• Problems to work on:
a. Transcribe the coin-casting forum thread word for word, from "I melted the" up to and including "instead of embossed.".
b. In the coin-casting forum thread, what kind of torch was used to melt the gold?

──────── Selected passage

# Two Coins Second Attempt



## lazersteve (Mar 13, 2011)

After fabricating a second set of molds I made an second attempt at casting some coins shaped blanks. 

These two guys have been cast into a 7/8" diameter x 1/8" thick graphite cavity and the sprues and flash are mostly trimmed off:







I melted the gold using a standard MAPP torch.

They are destined for the rolling mill next to get them a little thinner and smoother with final trim thereafter. Lastly, I'll stamp them 'Fine Gold' with my new set of lettering punches. I may go the extra mile and throw them on the marking laser, but I'm skeptical if they will look ok etched instead of embossed. 

I'll post more photos as the 'coins' take shape.

Each of the coins weighs around 28 grams. I was hoping they would turn out ~31 grams, but all in all I'm happy with the results so far.

Steve


----------



## lazersteve (Mar 13, 2011)

I managed to get one of the 'coins' run through the rolling mill and run through my polishing media. 

Here's it is next to the second one:






I'm very happy with the way it turned out, except for some very tiny surface bubbles that can be seen under a 10x loupe.

Next stop, stamping and possibly etching.

Steve


----------



## glorycloud (Mar 13, 2011)

Very nice Steve. Congrats!


----------



## samuel-a (Mar 13, 2011)

Very nice Steve.
Thanks for the pictures.

May i suggest, instead of pouring in to a round shape mold (with all the hassle around it), you could just pour as usual a rectangular bar, roll it in the mill to desired thickness and use a set of round punch press tools to create your 'coin' easily and with a minimal need for final touch up.

One of my acquaintance prepare his blanks just like that, blanks are to be stamped later. He is doing everything manually on a small scale.
One of my favorite things thought, is, that annealing is not needed for pure gold at any step of the process.

Good luck, Sam


----------



## lazersteve (Mar 13, 2011)

samuel-a said:


> Very nice Steve.
> Thanks for the pictures.
> 
> May i suggest, instead of pouring in to a round shape mold (with all the hassle around it), you could just pour as usual a rectangular bar, roll it in the mill to desired thickness and use a set of round punch press tools to create your 'coin' easily and with a minimal need for final touch up.
> ...




My circle punch does not have a large enough diameter cylinder to make this sized coin. Even if it did I would probably do it the way I am. If I were going to mass produce them I would invest in the proper equipment to punch out the larger sized disks, but at this point I just tooling around with the gold trying to learn more about making coin blanks. 

I have used my punch set to make some smaller silver coins, but they are too thin due to the thickness limits of the punch I have.

Steve


----------

────────────────
──────── Data shown

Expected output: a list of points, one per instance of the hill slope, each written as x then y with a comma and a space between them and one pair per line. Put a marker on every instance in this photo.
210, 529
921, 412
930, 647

────────────────

• Results:
a.
I melted the gold using a standard MAPP torch.

They are destined for the rolling mill next to get them a little thinner and smoother with final trim thereafter. Lastly, I'll stamp them 'Fine Gold' with my new set of lettering punches. I may go the extra mile and throw them on the marking laser, but I'm skeptical if they will look ok etched instead of embossed.

b. A standard MAPP torch.